**Written instruction**:
Find the line containing "Task: Expected behaviour is that every instance of the mustache". Retype it and every line after it through the end of the entries, exactly as written, with nothing added.

**Provided data**:
--------------------
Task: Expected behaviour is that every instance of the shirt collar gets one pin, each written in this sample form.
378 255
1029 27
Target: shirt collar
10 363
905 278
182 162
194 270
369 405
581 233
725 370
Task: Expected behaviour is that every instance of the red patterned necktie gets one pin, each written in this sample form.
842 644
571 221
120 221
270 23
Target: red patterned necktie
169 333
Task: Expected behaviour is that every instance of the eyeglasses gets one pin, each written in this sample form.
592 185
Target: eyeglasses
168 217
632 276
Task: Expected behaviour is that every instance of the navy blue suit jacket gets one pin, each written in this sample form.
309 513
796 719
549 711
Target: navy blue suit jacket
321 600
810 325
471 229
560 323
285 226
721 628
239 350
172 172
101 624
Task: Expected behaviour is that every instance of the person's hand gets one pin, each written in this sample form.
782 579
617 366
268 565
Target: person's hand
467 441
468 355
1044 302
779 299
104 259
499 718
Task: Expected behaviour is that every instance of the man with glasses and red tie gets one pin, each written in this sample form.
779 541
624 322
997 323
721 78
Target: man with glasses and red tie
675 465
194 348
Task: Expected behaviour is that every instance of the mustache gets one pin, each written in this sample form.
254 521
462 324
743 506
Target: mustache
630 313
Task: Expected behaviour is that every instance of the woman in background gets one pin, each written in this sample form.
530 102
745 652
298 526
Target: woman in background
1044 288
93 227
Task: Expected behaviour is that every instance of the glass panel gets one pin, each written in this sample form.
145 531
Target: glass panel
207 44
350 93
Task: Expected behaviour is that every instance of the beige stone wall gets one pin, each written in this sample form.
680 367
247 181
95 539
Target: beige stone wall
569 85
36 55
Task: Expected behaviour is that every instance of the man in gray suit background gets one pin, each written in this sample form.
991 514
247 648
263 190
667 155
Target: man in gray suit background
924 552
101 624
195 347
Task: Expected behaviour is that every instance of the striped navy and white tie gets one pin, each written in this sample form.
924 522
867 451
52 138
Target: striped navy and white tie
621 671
--------------------
**Exercise output**:
Task: Expected behaviour is that every instance of the mustache gets one pin, each written in this sample form.
254 521
462 324
743 506
Target: mustache
630 313
Task: Expected behaviour is that every instance of the woman in background gets one pin, each written in this sample form.
530 102
745 652
298 526
Target: woman in background
1044 288
93 227
Task: Expected behaviour is that every instance of the glass panel gets one pin, each written in this sample form.
145 531
Target: glass panel
207 44
350 93
Task: Expected behaviour is that every instance of the beige stone wall gets one pin, each written in this sample form.
680 367
247 181
95 539
Target: beige stone wall
569 85
36 55
Task: Expected behaviour is that every instance of the man in gray suit background gets one pin, each written in this sample form.
991 514
247 648
263 190
667 155
Target: man in gray suit background
924 552
101 624
195 347
Task: Expected behaviour is that every instance of the striped navy and white tie gets one pin, each written in this sample form.
924 522
867 451
52 138
Target: striped navy and white tie
621 671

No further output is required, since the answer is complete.